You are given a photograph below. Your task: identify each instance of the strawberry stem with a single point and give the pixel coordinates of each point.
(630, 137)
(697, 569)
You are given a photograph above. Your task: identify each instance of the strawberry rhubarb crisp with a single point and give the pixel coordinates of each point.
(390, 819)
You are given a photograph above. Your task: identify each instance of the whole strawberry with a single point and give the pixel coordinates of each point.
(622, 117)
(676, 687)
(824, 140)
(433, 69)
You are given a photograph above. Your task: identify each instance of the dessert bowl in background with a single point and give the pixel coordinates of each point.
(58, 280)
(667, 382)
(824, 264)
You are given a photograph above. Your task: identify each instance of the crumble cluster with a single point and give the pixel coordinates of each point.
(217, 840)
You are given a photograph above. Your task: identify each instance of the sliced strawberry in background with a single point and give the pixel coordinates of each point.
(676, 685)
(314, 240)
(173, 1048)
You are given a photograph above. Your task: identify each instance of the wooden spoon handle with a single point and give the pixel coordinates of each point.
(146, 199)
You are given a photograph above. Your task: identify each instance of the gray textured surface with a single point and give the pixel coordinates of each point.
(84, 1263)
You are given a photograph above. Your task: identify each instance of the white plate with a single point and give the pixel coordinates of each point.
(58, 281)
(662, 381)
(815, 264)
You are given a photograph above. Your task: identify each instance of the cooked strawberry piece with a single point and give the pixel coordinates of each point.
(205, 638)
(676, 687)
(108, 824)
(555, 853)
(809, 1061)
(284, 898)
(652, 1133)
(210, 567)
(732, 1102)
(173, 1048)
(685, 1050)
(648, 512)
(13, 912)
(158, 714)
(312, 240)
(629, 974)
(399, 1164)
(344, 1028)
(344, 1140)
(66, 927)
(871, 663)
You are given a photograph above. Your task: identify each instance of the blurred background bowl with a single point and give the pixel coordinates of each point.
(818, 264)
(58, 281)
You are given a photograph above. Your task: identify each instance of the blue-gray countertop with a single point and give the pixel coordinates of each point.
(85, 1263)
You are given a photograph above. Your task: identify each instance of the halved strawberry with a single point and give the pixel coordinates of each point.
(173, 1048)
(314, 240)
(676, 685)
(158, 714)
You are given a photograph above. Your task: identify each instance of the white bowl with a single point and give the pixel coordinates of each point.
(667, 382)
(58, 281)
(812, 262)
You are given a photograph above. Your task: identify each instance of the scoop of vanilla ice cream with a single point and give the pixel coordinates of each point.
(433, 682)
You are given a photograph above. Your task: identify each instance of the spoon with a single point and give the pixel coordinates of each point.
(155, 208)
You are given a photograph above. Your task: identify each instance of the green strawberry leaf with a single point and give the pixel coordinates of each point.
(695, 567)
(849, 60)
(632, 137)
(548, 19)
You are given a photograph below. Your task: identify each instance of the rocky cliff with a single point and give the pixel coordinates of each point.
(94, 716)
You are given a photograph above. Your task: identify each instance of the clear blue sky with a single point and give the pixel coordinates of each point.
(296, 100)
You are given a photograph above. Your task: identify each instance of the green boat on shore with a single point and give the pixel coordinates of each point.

## WHAT TO PRODUCE
Retype, exactly and only, the lines running from the one with "of the halved" through the final line of the listing above.

## OUTPUT BELOW
You are given a photograph above. Your task: identify each instance of the halved strawberry with a single point and give the pixel coordinates of each point.
(173, 1048)
(314, 240)
(676, 685)
(158, 714)
You are given a photograph above. Your task: identify each instance of the white bowl with a single point and give the pixel coordinates of each point.
(667, 382)
(58, 281)
(812, 262)
You are given a photograph above. Your task: identify each instance of the scoop of vanilla ice cream with a single point and give the pixel coordinates of each point.
(433, 682)
You are given a photograph above. Your task: identify each instance of the spoon with a single point and give the pixel coordinates of each point.
(155, 208)
You are given a photograph above. Your task: identify each instance of the green strawberry leaf with a single point and give the pixel coordinates of each point.
(695, 567)
(849, 60)
(632, 137)
(548, 19)
You are given a photograph below. Your task: identify each instance of the rocky cliff with a single point and give the pixel coordinates of each point.
(94, 716)
You are given a photograph above. Your task: identify each instance of the clear blue sky with a single point and give the pixel coordinates of each point.
(296, 100)
You are given a photograph above. Your task: identify each instance of the green boat on shore with a single point and give the pixel coordinates of each point.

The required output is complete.